__What to do__: Among the lines below, which ones contain the word "tree"? Copy every such line.

____

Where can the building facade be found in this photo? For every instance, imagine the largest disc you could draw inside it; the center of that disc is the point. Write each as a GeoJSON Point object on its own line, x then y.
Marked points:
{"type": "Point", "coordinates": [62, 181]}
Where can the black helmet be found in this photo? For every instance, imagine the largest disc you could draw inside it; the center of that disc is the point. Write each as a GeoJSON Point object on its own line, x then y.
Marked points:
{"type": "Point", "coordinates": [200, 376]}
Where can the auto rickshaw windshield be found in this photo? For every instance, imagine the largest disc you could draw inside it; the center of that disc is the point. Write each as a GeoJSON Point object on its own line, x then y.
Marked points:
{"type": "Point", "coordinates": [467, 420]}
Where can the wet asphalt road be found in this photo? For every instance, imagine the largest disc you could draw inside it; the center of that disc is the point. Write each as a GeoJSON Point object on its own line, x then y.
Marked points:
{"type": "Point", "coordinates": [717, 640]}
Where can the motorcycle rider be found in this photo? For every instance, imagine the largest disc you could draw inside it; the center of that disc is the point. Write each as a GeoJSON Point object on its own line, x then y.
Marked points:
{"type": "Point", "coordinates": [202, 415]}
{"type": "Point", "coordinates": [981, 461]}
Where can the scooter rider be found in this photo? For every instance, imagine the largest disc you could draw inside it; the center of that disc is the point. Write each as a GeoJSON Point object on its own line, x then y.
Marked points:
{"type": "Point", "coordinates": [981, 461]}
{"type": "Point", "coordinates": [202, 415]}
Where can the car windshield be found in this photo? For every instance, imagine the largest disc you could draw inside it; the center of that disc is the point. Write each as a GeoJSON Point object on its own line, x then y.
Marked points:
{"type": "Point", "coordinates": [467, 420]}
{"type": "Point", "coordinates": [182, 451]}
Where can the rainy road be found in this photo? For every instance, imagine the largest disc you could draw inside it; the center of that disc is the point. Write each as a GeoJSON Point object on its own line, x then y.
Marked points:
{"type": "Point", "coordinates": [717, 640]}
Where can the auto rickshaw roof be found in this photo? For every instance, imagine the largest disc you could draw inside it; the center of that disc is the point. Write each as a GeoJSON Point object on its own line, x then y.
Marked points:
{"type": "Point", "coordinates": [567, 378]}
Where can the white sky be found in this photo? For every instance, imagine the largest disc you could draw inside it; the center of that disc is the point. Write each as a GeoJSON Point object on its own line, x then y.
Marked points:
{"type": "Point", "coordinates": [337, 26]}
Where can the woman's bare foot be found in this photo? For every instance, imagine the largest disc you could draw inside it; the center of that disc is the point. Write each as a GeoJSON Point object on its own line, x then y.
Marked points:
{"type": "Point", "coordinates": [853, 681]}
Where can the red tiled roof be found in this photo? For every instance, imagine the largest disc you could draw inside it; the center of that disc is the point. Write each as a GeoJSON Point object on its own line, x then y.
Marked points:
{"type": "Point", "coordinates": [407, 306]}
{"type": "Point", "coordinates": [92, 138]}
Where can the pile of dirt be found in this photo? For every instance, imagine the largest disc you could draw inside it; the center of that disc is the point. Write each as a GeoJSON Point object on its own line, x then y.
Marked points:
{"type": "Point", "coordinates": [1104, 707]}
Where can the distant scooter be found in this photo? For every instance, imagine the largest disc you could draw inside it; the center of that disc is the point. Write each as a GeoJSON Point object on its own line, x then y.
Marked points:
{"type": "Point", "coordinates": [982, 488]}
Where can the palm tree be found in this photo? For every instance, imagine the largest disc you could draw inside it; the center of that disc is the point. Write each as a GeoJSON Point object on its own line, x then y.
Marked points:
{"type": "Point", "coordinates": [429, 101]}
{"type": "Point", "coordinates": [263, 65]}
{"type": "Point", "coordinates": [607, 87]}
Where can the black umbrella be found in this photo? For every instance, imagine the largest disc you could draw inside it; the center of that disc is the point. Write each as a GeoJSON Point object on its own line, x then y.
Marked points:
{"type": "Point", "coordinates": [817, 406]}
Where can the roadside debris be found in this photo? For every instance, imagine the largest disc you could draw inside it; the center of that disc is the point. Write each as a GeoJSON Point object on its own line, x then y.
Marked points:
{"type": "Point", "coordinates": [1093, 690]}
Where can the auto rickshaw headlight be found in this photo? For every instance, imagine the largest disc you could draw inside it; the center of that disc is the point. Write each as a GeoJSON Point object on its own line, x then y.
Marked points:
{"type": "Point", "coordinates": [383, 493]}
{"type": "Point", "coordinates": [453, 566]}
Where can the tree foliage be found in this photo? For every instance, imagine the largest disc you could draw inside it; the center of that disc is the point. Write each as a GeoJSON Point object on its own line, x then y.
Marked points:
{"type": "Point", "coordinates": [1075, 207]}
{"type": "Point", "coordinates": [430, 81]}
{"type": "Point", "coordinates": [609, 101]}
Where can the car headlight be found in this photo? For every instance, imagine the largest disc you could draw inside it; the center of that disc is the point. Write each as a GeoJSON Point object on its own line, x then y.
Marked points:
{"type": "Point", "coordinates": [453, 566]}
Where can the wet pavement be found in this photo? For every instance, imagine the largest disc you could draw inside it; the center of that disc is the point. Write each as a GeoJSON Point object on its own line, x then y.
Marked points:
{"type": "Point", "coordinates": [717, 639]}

____

__Response to this task__:
Where can the palm tree be found in this photo? For every instance, imagine the largest disc you could draw inside it; the center of that disc is the point. Write each as a GeoJSON Point object on its own line, x then y.
Where can the tree foliage be found in this photo? For every instance, imagine the largest disc you could draw inside it; the center of that disc is the point. Write each as a GeoJSON Point object on its own line, x then y.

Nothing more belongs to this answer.